ENTRIES SUPPLIED ->
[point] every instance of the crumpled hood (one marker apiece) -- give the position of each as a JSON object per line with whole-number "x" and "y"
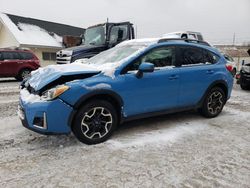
{"x": 44, "y": 76}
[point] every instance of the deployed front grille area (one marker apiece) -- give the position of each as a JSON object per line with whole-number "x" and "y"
{"x": 40, "y": 122}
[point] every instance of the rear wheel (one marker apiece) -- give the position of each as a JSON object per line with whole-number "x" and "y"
{"x": 213, "y": 103}
{"x": 95, "y": 122}
{"x": 24, "y": 73}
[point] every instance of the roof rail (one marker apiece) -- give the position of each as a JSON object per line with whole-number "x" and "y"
{"x": 184, "y": 39}
{"x": 15, "y": 48}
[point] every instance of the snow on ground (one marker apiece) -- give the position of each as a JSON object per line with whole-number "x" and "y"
{"x": 175, "y": 150}
{"x": 31, "y": 34}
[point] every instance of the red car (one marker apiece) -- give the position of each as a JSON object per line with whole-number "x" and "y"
{"x": 17, "y": 63}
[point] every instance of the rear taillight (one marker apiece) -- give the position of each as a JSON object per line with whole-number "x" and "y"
{"x": 229, "y": 67}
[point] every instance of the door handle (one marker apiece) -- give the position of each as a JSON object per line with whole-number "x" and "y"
{"x": 173, "y": 77}
{"x": 210, "y": 71}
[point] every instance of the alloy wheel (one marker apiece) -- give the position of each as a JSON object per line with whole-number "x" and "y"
{"x": 215, "y": 102}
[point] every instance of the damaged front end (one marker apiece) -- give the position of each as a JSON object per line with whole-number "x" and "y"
{"x": 40, "y": 108}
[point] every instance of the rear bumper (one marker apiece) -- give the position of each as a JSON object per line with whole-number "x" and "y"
{"x": 45, "y": 117}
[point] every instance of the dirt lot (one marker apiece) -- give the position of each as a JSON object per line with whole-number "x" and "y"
{"x": 177, "y": 150}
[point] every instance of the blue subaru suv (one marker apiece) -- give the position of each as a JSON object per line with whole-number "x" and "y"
{"x": 135, "y": 79}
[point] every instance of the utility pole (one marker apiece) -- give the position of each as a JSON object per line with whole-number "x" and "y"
{"x": 234, "y": 39}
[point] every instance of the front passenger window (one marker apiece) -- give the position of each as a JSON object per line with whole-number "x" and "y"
{"x": 160, "y": 57}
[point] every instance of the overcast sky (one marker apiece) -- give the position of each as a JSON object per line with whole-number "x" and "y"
{"x": 218, "y": 20}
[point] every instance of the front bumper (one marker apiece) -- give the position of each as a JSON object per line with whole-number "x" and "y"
{"x": 45, "y": 117}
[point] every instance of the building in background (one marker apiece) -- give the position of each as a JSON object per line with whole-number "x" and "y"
{"x": 42, "y": 37}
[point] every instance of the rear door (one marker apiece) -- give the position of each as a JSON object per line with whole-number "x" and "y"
{"x": 155, "y": 91}
{"x": 196, "y": 73}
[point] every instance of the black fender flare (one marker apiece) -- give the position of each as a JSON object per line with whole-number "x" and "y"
{"x": 217, "y": 83}
{"x": 93, "y": 94}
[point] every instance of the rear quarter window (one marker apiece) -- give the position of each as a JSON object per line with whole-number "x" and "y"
{"x": 210, "y": 57}
{"x": 197, "y": 56}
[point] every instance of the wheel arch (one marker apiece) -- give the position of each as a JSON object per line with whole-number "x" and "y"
{"x": 106, "y": 95}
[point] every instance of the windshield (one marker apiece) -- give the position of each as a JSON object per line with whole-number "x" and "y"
{"x": 95, "y": 35}
{"x": 116, "y": 54}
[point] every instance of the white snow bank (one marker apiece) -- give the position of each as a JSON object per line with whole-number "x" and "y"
{"x": 163, "y": 136}
{"x": 34, "y": 35}
{"x": 31, "y": 34}
{"x": 26, "y": 97}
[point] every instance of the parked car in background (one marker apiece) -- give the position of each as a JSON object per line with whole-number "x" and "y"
{"x": 96, "y": 39}
{"x": 17, "y": 63}
{"x": 135, "y": 79}
{"x": 185, "y": 34}
{"x": 244, "y": 77}
{"x": 232, "y": 67}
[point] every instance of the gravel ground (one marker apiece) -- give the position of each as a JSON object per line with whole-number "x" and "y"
{"x": 177, "y": 150}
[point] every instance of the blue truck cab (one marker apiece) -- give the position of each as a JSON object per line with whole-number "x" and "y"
{"x": 96, "y": 39}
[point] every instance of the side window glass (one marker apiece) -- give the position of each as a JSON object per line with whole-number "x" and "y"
{"x": 25, "y": 56}
{"x": 16, "y": 55}
{"x": 8, "y": 55}
{"x": 210, "y": 58}
{"x": 160, "y": 57}
{"x": 118, "y": 34}
{"x": 191, "y": 56}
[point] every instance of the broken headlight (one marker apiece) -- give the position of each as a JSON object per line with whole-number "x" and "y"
{"x": 54, "y": 92}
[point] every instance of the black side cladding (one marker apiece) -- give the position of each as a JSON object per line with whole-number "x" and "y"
{"x": 64, "y": 79}
{"x": 60, "y": 80}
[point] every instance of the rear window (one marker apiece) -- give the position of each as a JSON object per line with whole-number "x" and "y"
{"x": 25, "y": 55}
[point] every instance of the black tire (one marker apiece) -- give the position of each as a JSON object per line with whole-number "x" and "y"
{"x": 88, "y": 125}
{"x": 23, "y": 74}
{"x": 213, "y": 103}
{"x": 233, "y": 72}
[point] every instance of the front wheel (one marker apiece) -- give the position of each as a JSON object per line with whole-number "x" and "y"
{"x": 95, "y": 122}
{"x": 213, "y": 103}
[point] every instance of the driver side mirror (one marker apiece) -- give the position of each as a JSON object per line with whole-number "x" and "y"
{"x": 143, "y": 68}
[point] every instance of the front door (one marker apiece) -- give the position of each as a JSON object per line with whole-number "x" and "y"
{"x": 196, "y": 73}
{"x": 154, "y": 91}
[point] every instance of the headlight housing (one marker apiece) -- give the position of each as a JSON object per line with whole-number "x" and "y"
{"x": 54, "y": 92}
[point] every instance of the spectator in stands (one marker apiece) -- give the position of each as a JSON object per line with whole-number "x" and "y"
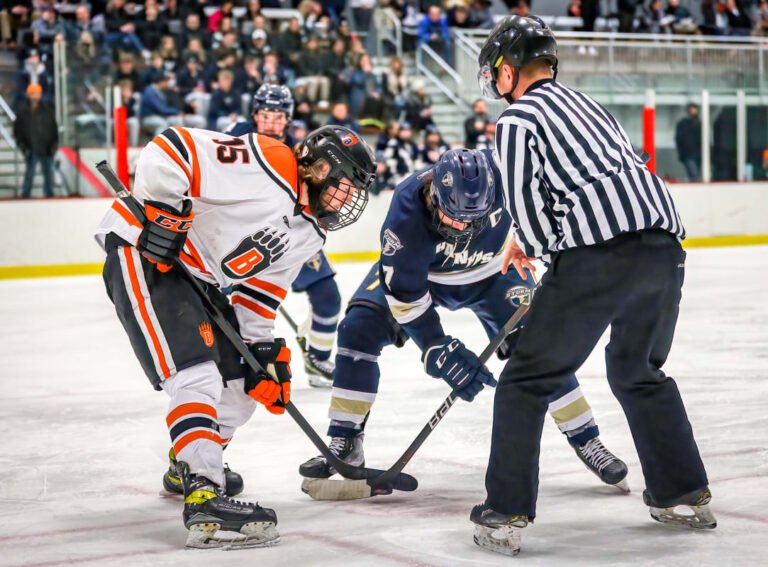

WHAT YOU HAVE TO DO ->
All of the entries above should be copied exactly, except for the pictures.

EXPECTED ANSWER ->
[point] every instance of the crumpled hood (one marker apiece) -- give the position of each as a JSON object per line with whole-number "x" and "y"
{"x": 44, "y": 76}
[point] every instance of the deployed front grille area (one marker apiece) -- give the position of each as a JSON object per line with whole-number "x" and "y"
{"x": 40, "y": 122}
[point] every instance of the rear wheel (one marker apiece) -- give the position of each as a JSON object per line with whole-number "x" and "y"
{"x": 213, "y": 103}
{"x": 95, "y": 122}
{"x": 24, "y": 73}
[point] every instance of the roof rail (one marker apiece) -- give the position of each as a JSON object per line with whole-number "x" and "y"
{"x": 184, "y": 39}
{"x": 15, "y": 48}
[point] every instance of the snow on ground (one marker apiece) -- give the position of each as a JSON object per line with whole-number "x" and "y"
{"x": 175, "y": 150}
{"x": 31, "y": 34}
[point] every instance of the red car (one marker apiece) -- give the position of each as a JSON object per line with whole-number "x" and "y"
{"x": 17, "y": 63}
[point] every instance of the rear taillight (one marker apiece) -- give the position of each as a JSON object per line with whole-number "x" and "y"
{"x": 229, "y": 67}
[point] every instance of the door handle (one marker apiece) -- give the position of each as a JSON object per line with whole-number "x" and "y"
{"x": 173, "y": 77}
{"x": 210, "y": 71}
[point] every instance of the alloy wheel (one marker apiece) -- give the position of each as a JSON object per line with whole-number "x" and "y"
{"x": 215, "y": 102}
[point] every instance of the damaged front end (one marker apiece) -- give the position of each as a JSON object per line with whole-number "x" and "y"
{"x": 40, "y": 108}
[point] every instance of the rear bumper (one marker apiece) -- give the position of each as a JSON object per line with whole-number "x" and "y"
{"x": 45, "y": 117}
[point] every instance of the dirt lot (one marker apiece) -- give the position of each as a JSON object per line with whole-number "x" and "y"
{"x": 177, "y": 150}
[point] every instance of the blue subaru suv (one marker apiece) -- give the position of each as a JSON object per line with whole-number "x" and "y"
{"x": 135, "y": 79}
[point] every instance of the utility pole (one marker apiece) -- give the position of each as a JSON object per line with whole-number "x" and "y"
{"x": 234, "y": 39}
[point] every instance of the front passenger window (one marker apiece) -- give the position of each as a JSON object per line with whole-number "x" and "y"
{"x": 160, "y": 57}
[point] every instance of the overcast sky (one marker apiece) -- give the position of each as a JSON object per line with whole-number "x" and "y"
{"x": 218, "y": 20}
[point] every instance of the front bumper (one marker apiece) -- give the position of each as a JSON object per line with whole-number "x" and "y"
{"x": 45, "y": 117}
[point] every instance of the building in background (one marker apiece) -- give the position of each as a JSON object per line with whole-number "x" and "y"
{"x": 42, "y": 37}
[point] every instance of the rear door (one marker apiece) -- give the position of each as a JSON object per line with whole-number "x" and "y"
{"x": 155, "y": 91}
{"x": 196, "y": 73}
[point] every instance of the black fender flare (one marker apiece) -- give the position of each as a JSON object per line with whole-number "x" and "y"
{"x": 217, "y": 83}
{"x": 93, "y": 94}
[point] every instance of the rear quarter window (one marker apiece) -- give the position of each as a JSON object per line with whole-number "x" and "y"
{"x": 210, "y": 57}
{"x": 197, "y": 56}
[point] every instance of the wheel arch (one marker apiece) -- give the position of each as a JSON object per line with whole-number "x" and "y"
{"x": 106, "y": 95}
[point] every instance of the windshield (one marker apiece) -- give the position of each as a JSON object per line with whole-number "x" and "y"
{"x": 95, "y": 35}
{"x": 116, "y": 54}
[point] every instance of the white snow bank (one marker apiece) -- give the position of each as a JSON object per line with whole-number "x" and "y"
{"x": 163, "y": 136}
{"x": 34, "y": 35}
{"x": 31, "y": 34}
{"x": 26, "y": 97}
[point] every instance of the parked car in background (one marker apiece) -- give the position of each as a JSON object per line with whole-number "x" and "y"
{"x": 96, "y": 39}
{"x": 17, "y": 63}
{"x": 135, "y": 79}
{"x": 185, "y": 34}
{"x": 244, "y": 77}
{"x": 232, "y": 67}
[point] every instance of the gravel ground (one marker apiece) -- give the position of each as a JSON object per line with whole-number "x" and "y"
{"x": 177, "y": 150}
[point] every instance of the blue truck cab (one marker apiece) -- give the position of each as a JSON object per line with whole-number "x" and "y"
{"x": 96, "y": 39}
[point] every instance of the side window glass (one marker apiece) -- give the position of each as a JSON object per line with whole-number "x" and "y"
{"x": 25, "y": 56}
{"x": 16, "y": 55}
{"x": 8, "y": 55}
{"x": 210, "y": 58}
{"x": 160, "y": 57}
{"x": 118, "y": 34}
{"x": 191, "y": 56}
[point] every instance of the broken headlight (one marker apiece) -- give the position of each as a JSON object per line with whole-number "x" and "y"
{"x": 54, "y": 92}
[point] every instance of the black side cladding (one marker apiece) -- give the position of each as a JSON object per line with whole-number "x" and "y"
{"x": 64, "y": 79}
{"x": 60, "y": 80}
[point] every instance of the rear window (one marker apiece) -- give the position of each as a JSON object per line with whole-number "x" and "y"
{"x": 25, "y": 55}
[point] every instance of the black tire (one marker apiece) -- give the position of each as a JSON object per line with whole-number "x" and "y"
{"x": 88, "y": 125}
{"x": 23, "y": 74}
{"x": 213, "y": 103}
{"x": 233, "y": 72}
[point] every instance of the front wheel (one marker apiece) -- give the position of each as a JSON object per line with whole-number "x" and "y"
{"x": 95, "y": 122}
{"x": 213, "y": 103}
[point] every instance of the driver side mirror (one marker apiece) -- give the position of each as a JSON object per line with whole-number "x" and "y"
{"x": 143, "y": 68}
[point] every instance of the front door (one marker apiece) -- give the position of each as a JSON object per line with whole-number "x" and "y"
{"x": 196, "y": 73}
{"x": 154, "y": 91}
[point] every instance of the headlight housing (one marker apiece) -- give the position of each as a JSON object per line with whole-number "x" and "y"
{"x": 54, "y": 92}
[point] every instance of the spectator in stands (one marker apiece) -- give the position of each as a JSON object per line with whole-number "x" and "y"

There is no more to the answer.